=== Data shown ===
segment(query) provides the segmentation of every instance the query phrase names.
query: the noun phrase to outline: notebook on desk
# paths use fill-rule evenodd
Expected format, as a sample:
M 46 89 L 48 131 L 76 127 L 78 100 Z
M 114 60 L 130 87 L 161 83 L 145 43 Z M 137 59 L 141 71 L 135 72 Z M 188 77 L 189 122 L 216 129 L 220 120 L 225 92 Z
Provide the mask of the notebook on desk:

==

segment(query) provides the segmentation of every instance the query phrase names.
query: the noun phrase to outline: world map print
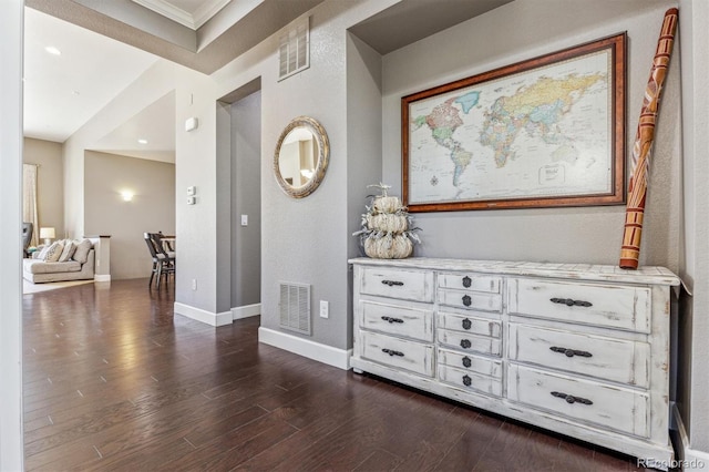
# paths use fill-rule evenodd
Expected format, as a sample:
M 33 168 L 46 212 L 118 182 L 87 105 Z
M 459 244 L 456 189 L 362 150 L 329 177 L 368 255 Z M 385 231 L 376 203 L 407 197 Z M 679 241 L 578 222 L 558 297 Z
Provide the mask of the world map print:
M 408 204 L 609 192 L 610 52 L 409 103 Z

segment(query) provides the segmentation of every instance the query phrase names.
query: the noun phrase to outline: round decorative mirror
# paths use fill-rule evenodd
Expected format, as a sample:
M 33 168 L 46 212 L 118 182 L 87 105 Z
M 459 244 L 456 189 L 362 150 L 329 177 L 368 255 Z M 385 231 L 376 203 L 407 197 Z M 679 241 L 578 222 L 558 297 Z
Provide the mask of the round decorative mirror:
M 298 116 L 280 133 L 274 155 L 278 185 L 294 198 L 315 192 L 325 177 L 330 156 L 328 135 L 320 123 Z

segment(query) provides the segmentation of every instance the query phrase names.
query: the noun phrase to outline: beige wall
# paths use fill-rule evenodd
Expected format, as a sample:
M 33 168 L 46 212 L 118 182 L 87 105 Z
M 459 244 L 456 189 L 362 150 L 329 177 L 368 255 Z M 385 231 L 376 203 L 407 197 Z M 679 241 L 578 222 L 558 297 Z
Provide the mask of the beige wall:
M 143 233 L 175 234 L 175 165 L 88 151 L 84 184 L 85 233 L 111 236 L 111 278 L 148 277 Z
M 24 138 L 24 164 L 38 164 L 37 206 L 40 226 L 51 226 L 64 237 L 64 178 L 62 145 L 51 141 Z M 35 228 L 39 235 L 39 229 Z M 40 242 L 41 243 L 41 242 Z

=== Stated goal ===
Tally the lines in the records that contain the string "decorative", matching case exactly. Give only the number.

=== Full response ===
2